Put the entries below, from the line containing "of the treeline" through the last line, into a Markdown table with the columns Row and Line. Number each line in Row, and leave out blank lines.

Extracted records =>
========================
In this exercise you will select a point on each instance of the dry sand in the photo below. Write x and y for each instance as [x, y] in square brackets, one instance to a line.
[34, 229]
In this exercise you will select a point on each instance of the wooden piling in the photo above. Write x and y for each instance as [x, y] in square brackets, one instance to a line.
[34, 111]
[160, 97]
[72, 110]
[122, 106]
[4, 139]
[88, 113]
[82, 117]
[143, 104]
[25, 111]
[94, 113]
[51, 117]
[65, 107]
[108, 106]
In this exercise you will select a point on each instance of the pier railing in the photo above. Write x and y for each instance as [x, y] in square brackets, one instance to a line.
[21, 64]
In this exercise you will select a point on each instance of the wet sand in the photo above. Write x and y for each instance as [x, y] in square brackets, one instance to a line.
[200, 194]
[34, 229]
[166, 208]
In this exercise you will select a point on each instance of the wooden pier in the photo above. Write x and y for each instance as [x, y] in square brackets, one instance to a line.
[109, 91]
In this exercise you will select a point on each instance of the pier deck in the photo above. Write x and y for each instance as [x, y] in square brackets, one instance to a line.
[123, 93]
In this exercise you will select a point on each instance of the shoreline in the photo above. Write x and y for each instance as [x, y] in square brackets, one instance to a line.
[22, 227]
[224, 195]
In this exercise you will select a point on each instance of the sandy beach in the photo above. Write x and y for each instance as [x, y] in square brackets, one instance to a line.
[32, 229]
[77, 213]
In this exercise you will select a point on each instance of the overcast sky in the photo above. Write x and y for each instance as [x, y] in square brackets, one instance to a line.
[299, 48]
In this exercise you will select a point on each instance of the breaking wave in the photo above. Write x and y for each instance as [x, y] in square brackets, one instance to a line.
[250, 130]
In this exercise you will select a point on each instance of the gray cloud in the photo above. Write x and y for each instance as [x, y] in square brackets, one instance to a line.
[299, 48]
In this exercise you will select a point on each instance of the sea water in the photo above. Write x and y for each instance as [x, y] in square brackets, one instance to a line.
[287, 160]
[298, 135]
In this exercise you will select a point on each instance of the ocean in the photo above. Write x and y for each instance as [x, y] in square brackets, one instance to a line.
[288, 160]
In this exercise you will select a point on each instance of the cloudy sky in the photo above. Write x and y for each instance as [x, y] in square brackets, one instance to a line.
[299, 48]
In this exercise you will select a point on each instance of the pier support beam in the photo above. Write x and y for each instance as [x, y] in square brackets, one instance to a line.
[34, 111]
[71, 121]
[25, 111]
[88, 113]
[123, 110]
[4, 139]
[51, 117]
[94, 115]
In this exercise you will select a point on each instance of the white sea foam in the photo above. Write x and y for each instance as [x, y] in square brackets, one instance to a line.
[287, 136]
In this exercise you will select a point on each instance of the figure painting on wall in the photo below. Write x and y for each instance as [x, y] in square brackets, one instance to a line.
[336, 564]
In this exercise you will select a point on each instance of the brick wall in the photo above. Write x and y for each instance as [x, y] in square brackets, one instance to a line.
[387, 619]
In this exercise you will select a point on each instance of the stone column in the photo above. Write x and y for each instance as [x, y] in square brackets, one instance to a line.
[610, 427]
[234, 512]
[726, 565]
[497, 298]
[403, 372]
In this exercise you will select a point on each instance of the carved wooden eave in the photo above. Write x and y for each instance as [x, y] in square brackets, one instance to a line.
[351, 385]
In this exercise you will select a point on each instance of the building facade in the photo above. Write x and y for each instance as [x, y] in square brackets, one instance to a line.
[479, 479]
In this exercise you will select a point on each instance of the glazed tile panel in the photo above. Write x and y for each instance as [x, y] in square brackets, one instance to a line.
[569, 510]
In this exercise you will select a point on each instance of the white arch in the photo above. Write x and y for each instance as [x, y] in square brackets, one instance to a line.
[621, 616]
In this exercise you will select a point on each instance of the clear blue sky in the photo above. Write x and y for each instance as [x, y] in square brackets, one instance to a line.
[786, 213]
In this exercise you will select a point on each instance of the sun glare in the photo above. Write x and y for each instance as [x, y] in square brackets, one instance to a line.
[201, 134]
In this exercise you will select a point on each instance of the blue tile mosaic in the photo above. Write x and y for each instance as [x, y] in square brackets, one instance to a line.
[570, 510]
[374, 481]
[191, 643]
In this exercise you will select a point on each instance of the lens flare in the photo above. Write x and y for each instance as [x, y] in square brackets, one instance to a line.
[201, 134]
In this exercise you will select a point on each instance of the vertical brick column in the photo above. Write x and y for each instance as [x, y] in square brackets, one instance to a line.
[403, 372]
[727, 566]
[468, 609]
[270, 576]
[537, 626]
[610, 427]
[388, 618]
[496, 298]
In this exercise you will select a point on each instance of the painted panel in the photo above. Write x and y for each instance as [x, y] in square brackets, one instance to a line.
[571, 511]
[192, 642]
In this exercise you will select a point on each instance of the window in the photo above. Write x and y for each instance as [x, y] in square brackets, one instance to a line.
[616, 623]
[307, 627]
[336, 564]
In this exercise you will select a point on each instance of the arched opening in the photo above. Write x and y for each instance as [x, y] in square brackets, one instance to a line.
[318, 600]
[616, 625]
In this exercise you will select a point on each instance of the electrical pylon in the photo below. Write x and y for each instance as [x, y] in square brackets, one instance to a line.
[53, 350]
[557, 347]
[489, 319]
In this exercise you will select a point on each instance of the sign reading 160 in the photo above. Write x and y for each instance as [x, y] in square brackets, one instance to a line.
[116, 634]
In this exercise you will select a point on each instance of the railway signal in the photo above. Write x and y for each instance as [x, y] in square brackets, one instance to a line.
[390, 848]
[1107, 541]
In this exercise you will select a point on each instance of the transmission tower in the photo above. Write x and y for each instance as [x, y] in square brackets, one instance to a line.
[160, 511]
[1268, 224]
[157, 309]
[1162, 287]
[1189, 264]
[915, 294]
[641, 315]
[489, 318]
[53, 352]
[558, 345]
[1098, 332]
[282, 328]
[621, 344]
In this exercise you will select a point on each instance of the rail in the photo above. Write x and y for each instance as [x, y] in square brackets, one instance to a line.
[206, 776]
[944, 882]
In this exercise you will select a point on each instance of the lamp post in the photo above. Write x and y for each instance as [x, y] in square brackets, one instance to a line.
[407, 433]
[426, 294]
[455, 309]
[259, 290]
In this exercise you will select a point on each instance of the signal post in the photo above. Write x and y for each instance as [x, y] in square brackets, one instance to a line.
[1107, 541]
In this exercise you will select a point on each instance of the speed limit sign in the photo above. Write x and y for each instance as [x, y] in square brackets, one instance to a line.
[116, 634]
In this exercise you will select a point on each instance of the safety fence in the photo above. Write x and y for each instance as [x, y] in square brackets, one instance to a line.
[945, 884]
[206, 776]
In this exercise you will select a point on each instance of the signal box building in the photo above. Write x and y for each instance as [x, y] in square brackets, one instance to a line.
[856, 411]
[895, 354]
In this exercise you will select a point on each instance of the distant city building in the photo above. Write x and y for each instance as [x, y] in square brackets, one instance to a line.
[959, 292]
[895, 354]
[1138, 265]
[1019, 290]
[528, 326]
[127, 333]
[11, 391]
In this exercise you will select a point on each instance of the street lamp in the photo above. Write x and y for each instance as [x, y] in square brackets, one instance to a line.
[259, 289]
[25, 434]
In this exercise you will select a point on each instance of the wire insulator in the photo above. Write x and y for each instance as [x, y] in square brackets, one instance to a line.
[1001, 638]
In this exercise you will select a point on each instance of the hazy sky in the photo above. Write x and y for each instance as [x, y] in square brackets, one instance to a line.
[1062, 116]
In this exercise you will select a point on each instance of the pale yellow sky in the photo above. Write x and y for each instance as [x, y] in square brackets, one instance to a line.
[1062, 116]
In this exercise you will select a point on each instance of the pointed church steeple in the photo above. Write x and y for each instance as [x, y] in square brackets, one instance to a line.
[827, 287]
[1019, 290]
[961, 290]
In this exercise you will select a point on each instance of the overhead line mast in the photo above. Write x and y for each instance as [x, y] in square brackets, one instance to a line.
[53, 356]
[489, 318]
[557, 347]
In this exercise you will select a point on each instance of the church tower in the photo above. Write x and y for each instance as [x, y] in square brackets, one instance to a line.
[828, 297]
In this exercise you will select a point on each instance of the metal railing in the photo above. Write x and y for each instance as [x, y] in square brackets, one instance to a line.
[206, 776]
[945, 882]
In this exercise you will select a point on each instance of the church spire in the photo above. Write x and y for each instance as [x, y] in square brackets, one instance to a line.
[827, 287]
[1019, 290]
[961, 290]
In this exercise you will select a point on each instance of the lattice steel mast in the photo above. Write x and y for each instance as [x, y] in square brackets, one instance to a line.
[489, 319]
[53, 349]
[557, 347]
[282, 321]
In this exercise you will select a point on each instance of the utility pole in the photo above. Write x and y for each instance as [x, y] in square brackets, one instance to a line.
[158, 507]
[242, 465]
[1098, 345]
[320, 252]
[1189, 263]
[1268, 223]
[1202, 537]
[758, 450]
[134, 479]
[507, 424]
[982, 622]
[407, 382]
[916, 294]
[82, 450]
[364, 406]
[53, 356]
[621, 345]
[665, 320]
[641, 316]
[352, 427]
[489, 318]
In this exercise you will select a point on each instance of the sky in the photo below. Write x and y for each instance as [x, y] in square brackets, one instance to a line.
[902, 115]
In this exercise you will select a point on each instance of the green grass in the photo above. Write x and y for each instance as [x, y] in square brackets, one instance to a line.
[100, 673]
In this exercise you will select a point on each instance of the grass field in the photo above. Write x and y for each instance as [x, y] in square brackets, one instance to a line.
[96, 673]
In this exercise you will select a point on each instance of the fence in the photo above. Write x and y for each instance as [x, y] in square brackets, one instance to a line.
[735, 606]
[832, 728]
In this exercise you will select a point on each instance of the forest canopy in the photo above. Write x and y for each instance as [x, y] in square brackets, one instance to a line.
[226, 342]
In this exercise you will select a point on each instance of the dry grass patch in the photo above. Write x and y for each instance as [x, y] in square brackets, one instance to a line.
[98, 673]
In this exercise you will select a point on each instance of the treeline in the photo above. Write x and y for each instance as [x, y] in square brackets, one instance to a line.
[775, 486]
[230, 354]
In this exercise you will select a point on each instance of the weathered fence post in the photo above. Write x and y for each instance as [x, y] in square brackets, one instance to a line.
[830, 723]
========================
Task result =>
| Row | Line |
|---|---|
| 1 | In this exercise you will select a point on each instance of the treeline in the photo above. Write x and y for each instance as [x, y] in square brackets, one instance to a line. |
| 2 | [775, 486] |
| 3 | [230, 354] |
| 4 | In this exercise you will select a point on each instance of the weathered fence post in the photo above. Write x and y for each instance as [x, y] in square brackets, one instance to a line. |
| 5 | [830, 723] |